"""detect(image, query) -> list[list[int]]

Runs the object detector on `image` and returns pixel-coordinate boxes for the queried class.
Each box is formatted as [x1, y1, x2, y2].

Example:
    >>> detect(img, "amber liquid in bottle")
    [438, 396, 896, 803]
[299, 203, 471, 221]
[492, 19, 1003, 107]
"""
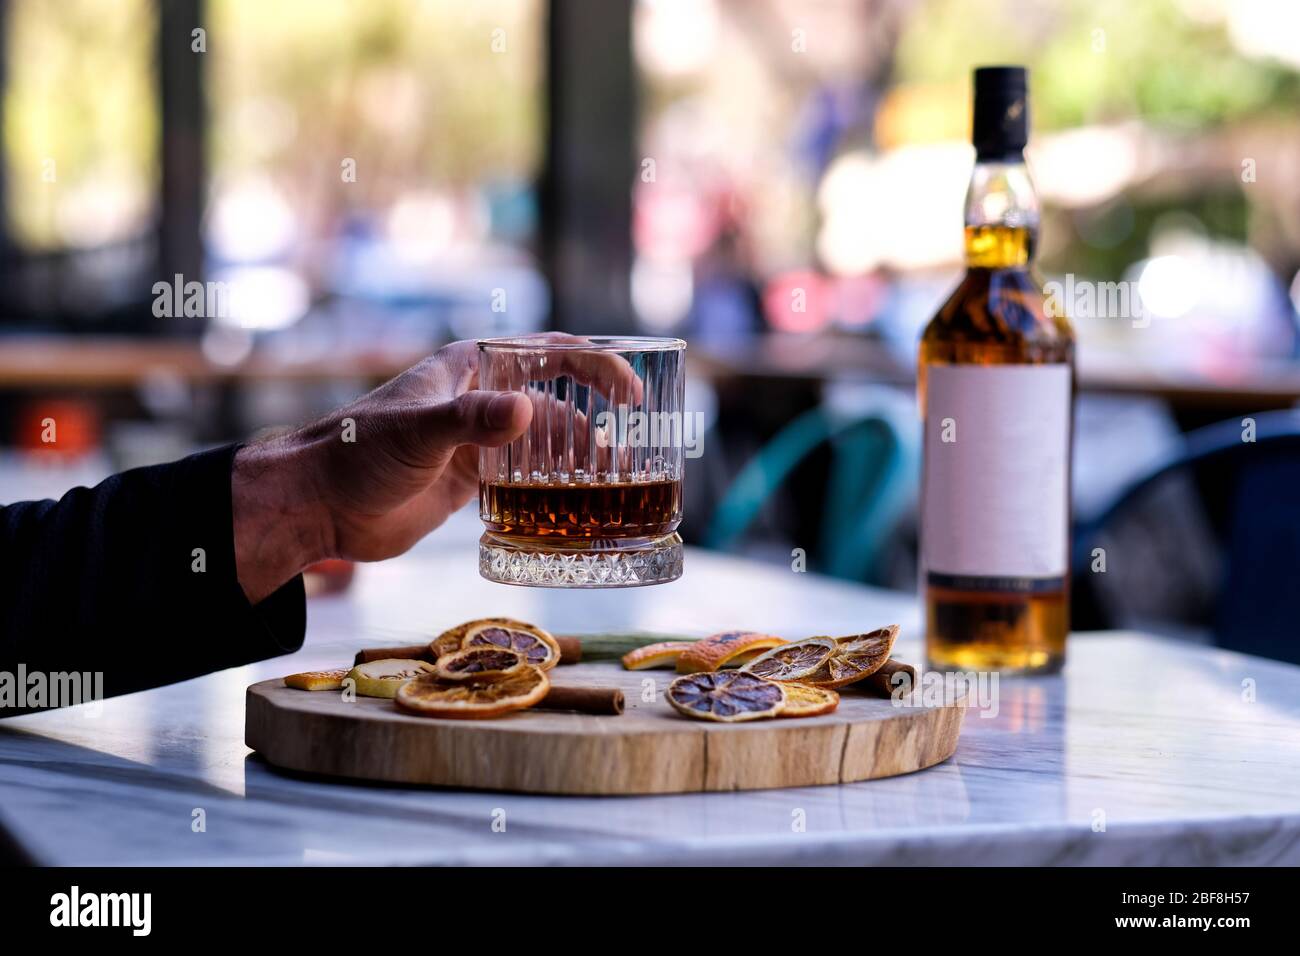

══════════════════════════════

- **WORK ORDER**: Skip the pictures, then return the rest of the data exactly.

- **RESPONSE TO THIS EXERCISE**:
"""detect(image, query) -> list[list[int]]

Runs the object detector on `image` and returns pixel-coordinate boxes for the queried class.
Each box is formatted as [x1, y1, x2, y2].

Example:
    >>> detect(img, "amber liquid in bottle")
    [438, 396, 896, 803]
[299, 203, 471, 221]
[492, 19, 1003, 107]
"""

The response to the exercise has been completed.